* [ACTIVITY]:
Continue the profane satirical diary about news items from the point where it stops.

[Opening TEXT BLOCK section]

TAKING a moment before choral evensong, I learn that Roman Abramovich’s assets have been frozen, throwing Chelsea FC into turmoil, unable to sell match tickets or merchandise, their future uncertain.
Haha fucking ha! I tell you, this is the first fucking belly laugh I’ve had since this fucking shitstorm broke! I rolled round the fucking chancel of Westminster Abbey in a pool of my own piss when I heard this. Chelsea! Oh, my fucking scrotum! Tell who I feel for, mind – all those fucking Chelsea fans who chanted ‘Roman Abramovich’ during the pre-match tribute to Ukraine the other fucking week. I bet they must be absolutely fucking devastated. Is there nothing we can do for them? Well, yes. They are in dire need of handkerchieves. Send them your fucking used handkerchieves, snot-, shit- or wank-stained, for them to rub their fucking red faces with. Chelsea! Couldn’t have happened to a nicer bunch of cunts!
There has been talk that Tony Blair might be called in to help out the Labour Party in an advisory capacity.
You are shitting me, right? I mean, shitting and fucking pissing me simultaneously, yeah? That boggle-eyed streak of fucking goat toss? As we see time and again, the British people are a bunch of colossally stupid cunts but polls show even they fucking realise what a ruinous waste of space this fucking warmongering wanker is. Even fucking Putin’s embarrassed at all those photos of him posing alongside Blair back in 1999. He’d no idea what a fucking disastrous arsehole you’d turn out to be on the fucking world stage! We know what your fucking advice would be – pretend it’s still fucking 1997! Well, fuck that, fuck you and fuck off to find some fucking dictator to shill for, you loathsome cunt!
It seems that Sam Ryder has been selected to represent the UK in the forthcoming Eurovision Song Contest, having made quite the impression on TikTok.

[Closing TEXT BLOCK section]
[Opening GIVEN INFORMATION section]

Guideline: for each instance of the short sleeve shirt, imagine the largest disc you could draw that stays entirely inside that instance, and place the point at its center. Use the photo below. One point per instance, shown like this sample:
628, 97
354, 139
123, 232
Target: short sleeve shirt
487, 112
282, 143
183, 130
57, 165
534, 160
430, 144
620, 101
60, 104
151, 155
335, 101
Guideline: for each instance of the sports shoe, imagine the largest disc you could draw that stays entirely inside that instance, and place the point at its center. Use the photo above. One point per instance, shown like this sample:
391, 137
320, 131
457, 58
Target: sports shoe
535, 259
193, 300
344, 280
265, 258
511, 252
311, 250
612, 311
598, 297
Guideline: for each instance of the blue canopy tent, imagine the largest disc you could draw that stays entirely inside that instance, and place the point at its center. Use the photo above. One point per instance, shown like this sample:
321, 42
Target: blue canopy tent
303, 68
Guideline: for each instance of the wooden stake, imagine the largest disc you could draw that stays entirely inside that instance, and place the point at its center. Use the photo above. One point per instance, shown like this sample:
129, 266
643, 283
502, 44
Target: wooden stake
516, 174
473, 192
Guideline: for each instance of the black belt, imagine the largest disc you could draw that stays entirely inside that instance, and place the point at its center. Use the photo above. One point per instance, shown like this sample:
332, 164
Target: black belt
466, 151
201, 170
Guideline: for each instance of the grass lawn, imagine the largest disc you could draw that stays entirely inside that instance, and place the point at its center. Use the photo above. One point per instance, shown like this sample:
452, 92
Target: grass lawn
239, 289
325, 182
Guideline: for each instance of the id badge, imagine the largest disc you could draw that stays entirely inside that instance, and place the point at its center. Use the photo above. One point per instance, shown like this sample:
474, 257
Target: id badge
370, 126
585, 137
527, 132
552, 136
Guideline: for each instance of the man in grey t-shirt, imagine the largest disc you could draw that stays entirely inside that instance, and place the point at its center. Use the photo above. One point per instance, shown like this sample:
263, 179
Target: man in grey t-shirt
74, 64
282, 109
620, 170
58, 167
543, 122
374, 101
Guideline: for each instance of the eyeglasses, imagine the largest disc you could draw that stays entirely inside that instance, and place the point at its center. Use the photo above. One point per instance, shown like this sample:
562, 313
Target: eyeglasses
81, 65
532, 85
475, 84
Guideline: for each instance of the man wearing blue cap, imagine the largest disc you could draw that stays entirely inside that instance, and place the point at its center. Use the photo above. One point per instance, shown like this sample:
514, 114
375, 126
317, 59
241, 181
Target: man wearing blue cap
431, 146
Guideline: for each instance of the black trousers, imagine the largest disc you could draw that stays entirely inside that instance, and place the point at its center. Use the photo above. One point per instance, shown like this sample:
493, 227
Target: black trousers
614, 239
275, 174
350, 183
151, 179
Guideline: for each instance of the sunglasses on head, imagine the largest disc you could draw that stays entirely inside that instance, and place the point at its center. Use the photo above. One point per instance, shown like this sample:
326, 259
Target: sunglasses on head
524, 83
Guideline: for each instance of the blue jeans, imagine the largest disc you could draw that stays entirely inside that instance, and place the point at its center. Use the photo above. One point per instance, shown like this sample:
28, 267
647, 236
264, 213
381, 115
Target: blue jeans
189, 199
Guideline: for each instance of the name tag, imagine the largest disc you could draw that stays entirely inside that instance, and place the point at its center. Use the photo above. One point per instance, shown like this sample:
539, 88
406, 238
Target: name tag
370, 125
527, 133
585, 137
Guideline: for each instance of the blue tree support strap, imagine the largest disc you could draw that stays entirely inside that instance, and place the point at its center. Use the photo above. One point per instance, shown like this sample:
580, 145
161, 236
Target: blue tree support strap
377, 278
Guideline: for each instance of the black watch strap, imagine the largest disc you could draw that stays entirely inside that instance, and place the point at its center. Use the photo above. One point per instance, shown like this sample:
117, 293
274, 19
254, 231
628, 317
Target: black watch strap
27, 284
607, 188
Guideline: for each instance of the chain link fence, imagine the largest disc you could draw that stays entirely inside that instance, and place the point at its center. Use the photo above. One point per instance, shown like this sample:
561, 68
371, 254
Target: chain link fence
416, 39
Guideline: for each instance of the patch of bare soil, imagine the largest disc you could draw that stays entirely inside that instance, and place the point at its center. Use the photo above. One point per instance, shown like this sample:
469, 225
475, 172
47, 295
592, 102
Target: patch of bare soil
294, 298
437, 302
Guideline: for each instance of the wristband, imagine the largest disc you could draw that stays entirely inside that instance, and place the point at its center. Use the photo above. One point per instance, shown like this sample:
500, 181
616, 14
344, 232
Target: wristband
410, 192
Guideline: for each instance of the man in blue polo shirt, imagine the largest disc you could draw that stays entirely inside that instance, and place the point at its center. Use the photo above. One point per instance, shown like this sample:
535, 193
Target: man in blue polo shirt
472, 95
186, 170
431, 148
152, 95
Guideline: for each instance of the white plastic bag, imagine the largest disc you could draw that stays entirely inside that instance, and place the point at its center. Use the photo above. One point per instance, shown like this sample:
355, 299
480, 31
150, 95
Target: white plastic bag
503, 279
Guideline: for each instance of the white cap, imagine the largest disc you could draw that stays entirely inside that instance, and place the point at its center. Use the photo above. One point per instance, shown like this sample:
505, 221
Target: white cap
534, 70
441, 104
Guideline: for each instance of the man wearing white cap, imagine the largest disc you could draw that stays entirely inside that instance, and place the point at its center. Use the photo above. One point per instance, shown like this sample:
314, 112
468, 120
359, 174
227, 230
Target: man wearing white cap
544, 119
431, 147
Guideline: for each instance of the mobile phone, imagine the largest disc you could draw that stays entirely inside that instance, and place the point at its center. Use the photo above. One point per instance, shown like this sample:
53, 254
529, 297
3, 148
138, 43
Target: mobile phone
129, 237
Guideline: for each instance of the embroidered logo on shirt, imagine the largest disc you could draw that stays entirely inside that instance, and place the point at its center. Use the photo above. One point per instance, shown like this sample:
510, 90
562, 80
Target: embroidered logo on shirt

[Closing GIVEN INFORMATION section]

* [EXPECTED ANSWER]:
Fuck me bandy, have you seen the fucking state of this fucking fucker? He looks like a fucking fugitive from a Finnish forest commune circa 1971! There’s no excuse for beards that length at the best of times – I’d issue fucking on-the-spot fines if it was up to me – and these are the worst of fucking times and this is the worst of fucking beards! As for the fucking histrionic, paint-stripping fucking yelping you call ‘singing’, I’ve heard better emanating from a fucking seal with a penguin lodged up its fucking arse! Fuck off back to the internet, you copper-bottomed cunt!
Finally, Priti Patel has come under criticism for her sluggishness in allowing Ukrainian refugees into the UK.
Well, there’s a big fucking surprise. Priti fucking Patel, the Creature from the Planet Cunt, a woman who’d wouldn’t let her own fucking parents back into the country if they left it for a fucking weekend in Calais! ‘You should have thought of that when you left these shores, mother, father. Why didn’t you holiday in Skegness like true patriots?’ A thick, nasty, incompetent, unfit, smirking, twisted, sadistic lump of turd toxins who probably couldn’t find her way out of a fucking cabinet with the fucking instructions written on the inside door! It’s fucking incorrectness about everything gone fucking mad!